THE TASK =
What is needed is a word-for-word copy of all the entries, minus the pictures.

(MATERIAL FOR THIS EXERCISE Opens)

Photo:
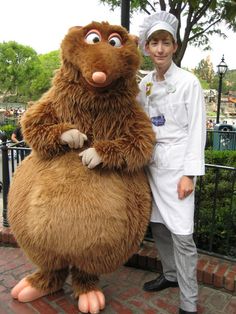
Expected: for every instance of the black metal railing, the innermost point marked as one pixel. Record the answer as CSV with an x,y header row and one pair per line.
x,y
221,139
215,200
12,156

(MATERIAL FOR THIS EXERCISE Closes)

OUTPUT FOR THIS TASK =
Photo:
Expected: for every instance of the black metal railing, the innermost point marked as one pixel. Record the answer as CSV with an x,y header row and one pair per line.
x,y
221,139
215,200
12,156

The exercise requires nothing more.